Shape boundary data:
______
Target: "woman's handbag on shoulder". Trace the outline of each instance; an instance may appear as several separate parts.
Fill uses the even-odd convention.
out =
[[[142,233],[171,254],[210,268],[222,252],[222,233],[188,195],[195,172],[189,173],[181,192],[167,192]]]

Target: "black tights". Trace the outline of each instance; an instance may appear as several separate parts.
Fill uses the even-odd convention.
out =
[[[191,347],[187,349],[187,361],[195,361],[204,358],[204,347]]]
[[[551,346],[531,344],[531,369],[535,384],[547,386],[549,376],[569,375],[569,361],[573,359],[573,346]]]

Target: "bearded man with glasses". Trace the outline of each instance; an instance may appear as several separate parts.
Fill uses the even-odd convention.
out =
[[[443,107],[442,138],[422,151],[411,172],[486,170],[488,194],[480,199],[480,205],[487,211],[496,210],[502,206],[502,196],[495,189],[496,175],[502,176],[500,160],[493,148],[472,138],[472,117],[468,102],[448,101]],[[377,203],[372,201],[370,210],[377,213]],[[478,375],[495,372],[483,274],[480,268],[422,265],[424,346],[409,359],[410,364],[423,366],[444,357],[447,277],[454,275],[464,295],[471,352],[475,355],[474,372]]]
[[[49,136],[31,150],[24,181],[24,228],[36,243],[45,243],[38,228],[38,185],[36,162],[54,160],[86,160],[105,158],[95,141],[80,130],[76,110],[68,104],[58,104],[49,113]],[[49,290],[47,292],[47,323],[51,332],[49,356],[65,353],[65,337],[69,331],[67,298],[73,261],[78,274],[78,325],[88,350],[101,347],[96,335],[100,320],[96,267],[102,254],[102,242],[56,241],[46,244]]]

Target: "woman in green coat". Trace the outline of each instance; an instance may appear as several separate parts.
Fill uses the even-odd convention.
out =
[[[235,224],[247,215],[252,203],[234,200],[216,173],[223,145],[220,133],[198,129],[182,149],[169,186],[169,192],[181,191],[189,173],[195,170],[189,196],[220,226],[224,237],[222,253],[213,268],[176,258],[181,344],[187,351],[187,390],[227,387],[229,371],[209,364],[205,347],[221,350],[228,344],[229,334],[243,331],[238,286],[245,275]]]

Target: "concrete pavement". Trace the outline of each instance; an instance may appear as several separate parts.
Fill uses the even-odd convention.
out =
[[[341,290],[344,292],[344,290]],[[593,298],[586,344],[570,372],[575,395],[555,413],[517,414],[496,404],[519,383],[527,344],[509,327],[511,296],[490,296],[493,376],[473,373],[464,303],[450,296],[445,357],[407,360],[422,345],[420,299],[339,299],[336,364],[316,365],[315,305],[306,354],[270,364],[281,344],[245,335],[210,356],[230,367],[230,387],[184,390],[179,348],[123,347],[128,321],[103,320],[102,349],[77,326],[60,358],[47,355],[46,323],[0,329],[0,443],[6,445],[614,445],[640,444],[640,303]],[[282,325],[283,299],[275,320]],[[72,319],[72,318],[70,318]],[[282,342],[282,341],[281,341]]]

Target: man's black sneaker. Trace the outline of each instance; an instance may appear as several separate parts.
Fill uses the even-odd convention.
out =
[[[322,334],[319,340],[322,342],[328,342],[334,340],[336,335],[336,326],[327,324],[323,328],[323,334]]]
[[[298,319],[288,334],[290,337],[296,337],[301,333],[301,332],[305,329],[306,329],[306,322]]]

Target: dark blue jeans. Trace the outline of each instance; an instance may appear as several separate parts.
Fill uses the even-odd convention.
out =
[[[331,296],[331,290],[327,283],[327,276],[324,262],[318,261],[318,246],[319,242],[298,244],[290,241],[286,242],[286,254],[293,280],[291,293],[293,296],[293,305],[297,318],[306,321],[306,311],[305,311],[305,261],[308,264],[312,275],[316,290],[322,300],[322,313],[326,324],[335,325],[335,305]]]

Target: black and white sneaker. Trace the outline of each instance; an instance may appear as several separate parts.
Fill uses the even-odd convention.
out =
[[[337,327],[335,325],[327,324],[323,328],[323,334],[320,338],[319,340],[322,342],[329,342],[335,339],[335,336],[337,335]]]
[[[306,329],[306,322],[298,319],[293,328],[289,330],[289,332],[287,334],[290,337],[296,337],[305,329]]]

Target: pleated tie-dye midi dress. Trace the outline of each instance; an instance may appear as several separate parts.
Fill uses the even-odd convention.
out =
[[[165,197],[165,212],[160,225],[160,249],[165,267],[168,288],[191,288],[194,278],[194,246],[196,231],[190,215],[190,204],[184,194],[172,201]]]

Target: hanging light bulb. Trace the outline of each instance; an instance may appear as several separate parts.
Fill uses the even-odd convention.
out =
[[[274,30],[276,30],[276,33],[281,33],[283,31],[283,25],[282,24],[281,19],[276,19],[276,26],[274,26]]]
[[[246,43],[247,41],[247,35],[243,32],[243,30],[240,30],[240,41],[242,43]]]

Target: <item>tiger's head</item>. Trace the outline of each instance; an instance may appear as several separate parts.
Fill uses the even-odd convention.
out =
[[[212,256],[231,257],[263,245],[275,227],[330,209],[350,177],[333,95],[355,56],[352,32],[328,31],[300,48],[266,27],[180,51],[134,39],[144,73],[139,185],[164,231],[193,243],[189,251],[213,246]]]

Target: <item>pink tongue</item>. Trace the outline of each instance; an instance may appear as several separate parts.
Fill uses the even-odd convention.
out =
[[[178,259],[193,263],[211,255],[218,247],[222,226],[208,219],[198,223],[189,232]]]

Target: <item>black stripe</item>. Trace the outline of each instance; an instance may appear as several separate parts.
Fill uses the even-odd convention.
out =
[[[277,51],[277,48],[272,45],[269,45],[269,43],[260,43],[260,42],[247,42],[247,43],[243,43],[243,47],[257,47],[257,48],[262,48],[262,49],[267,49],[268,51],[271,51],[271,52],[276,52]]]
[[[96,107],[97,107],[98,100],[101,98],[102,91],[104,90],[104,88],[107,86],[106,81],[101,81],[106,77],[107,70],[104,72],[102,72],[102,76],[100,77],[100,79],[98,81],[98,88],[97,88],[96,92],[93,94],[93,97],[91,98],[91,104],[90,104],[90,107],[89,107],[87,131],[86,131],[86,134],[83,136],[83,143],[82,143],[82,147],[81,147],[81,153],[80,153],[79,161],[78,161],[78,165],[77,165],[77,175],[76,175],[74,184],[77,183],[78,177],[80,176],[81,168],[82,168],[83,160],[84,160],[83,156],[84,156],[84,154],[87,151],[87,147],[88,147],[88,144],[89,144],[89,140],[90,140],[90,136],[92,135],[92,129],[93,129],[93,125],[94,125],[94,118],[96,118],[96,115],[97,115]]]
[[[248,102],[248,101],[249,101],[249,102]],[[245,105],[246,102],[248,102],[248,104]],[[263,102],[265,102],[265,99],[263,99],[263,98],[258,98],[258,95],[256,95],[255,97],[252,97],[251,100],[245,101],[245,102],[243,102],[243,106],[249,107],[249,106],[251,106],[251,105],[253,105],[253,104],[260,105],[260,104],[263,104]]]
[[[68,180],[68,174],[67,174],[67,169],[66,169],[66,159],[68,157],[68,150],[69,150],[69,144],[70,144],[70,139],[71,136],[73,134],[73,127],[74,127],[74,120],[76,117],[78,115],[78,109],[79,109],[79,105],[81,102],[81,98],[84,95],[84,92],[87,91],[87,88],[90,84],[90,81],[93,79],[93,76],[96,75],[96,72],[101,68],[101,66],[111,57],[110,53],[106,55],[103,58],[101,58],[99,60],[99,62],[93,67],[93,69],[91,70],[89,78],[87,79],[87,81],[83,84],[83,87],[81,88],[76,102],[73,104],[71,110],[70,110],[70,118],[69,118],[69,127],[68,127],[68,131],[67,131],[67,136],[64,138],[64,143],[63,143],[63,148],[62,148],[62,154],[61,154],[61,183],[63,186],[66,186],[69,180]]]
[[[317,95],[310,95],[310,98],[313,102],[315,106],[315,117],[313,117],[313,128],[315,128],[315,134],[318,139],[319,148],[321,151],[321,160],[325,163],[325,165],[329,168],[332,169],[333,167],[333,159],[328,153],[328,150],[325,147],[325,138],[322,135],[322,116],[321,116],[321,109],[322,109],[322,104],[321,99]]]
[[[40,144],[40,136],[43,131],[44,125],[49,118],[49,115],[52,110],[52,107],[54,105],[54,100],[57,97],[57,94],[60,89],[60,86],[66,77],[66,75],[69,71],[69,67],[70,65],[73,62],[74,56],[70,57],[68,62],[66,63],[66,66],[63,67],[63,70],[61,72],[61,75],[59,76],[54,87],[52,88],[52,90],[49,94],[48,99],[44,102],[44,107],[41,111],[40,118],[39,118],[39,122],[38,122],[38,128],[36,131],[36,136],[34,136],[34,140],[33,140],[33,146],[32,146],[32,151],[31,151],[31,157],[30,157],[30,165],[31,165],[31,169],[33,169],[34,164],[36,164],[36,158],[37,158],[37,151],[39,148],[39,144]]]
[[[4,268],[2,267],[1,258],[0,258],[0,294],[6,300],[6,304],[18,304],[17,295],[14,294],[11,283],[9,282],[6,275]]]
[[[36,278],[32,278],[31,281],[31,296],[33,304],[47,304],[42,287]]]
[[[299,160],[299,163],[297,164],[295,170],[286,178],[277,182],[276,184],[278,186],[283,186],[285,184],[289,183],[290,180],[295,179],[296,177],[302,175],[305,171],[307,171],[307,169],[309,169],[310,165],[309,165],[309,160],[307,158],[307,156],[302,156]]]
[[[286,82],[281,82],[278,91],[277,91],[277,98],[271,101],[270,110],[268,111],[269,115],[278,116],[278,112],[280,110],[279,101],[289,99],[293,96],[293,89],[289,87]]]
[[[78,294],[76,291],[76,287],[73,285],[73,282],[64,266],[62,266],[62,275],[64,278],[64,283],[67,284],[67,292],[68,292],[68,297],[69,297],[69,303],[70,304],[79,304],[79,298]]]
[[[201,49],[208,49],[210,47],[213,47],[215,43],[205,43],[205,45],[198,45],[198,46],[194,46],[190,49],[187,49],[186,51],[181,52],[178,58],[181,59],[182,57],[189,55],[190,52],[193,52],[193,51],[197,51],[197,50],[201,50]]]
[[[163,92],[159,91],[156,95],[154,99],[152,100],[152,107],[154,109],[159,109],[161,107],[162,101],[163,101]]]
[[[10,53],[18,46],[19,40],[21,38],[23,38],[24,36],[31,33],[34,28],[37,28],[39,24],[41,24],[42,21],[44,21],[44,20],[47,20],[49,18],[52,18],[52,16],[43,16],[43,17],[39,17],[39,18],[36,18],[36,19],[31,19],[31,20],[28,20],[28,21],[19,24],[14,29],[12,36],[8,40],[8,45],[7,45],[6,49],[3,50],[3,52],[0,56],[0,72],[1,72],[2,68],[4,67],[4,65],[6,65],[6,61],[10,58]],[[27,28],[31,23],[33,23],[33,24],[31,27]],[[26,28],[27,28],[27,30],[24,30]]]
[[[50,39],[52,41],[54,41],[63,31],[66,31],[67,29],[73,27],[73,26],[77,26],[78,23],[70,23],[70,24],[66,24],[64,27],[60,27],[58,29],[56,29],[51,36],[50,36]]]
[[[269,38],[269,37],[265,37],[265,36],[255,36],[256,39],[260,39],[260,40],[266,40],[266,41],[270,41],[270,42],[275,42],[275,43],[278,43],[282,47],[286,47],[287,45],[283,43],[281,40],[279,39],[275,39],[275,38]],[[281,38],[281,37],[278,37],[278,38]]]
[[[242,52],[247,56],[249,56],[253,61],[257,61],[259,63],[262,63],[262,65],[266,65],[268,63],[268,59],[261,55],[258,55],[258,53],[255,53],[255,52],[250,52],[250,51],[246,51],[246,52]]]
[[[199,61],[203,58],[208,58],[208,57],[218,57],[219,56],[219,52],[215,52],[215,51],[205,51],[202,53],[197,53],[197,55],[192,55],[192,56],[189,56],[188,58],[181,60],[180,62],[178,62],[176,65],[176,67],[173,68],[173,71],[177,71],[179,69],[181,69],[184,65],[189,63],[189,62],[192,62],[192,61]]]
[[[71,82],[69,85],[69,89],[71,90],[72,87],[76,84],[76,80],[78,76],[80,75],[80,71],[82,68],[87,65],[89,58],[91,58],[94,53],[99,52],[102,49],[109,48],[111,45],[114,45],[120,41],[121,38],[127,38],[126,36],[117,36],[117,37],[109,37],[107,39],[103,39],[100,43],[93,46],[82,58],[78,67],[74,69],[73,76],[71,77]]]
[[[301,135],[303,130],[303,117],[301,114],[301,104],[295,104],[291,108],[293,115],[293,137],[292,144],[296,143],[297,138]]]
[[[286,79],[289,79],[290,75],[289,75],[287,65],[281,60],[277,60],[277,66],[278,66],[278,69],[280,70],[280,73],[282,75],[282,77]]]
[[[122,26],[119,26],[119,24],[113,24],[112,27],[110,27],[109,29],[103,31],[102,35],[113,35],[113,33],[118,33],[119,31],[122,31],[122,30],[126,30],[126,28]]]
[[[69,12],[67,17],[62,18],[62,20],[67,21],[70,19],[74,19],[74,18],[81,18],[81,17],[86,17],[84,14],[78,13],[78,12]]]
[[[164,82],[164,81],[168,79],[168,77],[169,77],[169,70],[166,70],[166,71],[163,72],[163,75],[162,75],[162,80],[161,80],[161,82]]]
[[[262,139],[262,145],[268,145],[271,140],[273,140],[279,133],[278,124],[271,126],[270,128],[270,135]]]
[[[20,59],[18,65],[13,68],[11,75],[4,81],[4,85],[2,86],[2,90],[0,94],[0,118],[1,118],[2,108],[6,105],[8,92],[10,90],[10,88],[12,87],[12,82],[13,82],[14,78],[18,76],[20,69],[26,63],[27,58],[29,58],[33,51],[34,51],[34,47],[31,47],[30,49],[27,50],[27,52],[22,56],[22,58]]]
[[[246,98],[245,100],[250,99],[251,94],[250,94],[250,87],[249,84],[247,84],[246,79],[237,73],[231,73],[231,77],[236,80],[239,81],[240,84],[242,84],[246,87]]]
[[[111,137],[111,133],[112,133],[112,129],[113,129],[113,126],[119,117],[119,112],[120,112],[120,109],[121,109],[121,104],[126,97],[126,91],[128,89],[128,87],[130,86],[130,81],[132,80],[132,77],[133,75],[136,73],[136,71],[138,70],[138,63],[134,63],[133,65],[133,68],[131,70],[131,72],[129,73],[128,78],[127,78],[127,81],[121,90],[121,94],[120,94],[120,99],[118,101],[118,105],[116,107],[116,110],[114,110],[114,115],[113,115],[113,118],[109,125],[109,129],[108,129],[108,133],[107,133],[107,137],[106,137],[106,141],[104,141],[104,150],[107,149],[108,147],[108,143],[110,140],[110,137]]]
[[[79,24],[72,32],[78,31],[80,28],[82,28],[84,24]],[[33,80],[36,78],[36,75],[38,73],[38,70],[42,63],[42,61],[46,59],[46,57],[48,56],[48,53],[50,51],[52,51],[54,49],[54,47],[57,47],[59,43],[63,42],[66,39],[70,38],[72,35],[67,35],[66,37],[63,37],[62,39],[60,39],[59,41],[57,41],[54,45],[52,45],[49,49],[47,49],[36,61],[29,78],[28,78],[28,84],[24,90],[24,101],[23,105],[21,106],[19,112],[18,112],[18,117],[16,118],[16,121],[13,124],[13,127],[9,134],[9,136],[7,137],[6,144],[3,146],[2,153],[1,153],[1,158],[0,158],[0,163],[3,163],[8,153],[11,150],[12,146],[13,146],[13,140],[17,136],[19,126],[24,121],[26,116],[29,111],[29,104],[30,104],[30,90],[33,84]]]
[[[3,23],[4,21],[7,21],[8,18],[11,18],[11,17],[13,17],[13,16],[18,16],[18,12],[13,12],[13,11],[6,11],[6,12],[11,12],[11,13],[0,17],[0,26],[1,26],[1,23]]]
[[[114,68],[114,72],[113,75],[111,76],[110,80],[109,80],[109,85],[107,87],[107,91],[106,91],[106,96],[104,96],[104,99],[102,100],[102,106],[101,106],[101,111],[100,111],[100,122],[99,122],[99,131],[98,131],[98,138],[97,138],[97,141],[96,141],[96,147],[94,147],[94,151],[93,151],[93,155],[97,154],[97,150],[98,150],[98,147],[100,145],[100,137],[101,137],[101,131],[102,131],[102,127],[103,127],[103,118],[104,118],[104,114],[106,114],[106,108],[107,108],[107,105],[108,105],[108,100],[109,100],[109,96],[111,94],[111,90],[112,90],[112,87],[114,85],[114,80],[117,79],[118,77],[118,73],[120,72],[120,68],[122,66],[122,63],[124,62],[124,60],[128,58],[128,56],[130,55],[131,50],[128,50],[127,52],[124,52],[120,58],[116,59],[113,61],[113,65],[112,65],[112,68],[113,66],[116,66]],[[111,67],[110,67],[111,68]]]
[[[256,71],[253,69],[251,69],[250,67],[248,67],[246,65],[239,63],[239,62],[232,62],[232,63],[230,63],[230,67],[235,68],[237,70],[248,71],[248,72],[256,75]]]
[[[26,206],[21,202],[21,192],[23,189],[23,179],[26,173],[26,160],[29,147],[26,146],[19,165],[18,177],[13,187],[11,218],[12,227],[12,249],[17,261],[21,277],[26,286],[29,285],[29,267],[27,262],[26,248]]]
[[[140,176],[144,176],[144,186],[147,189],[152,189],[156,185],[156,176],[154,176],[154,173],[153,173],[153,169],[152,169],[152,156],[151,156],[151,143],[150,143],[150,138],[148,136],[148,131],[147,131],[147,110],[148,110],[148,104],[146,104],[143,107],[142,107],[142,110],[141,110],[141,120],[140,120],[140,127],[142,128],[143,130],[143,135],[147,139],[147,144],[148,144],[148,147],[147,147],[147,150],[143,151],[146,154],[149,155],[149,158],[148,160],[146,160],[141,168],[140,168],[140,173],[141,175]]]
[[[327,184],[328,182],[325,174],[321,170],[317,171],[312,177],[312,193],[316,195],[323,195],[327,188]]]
______
● Directions
How many lines of the data above contain the string "item"? Reply with the number only.

● Completed exercise
3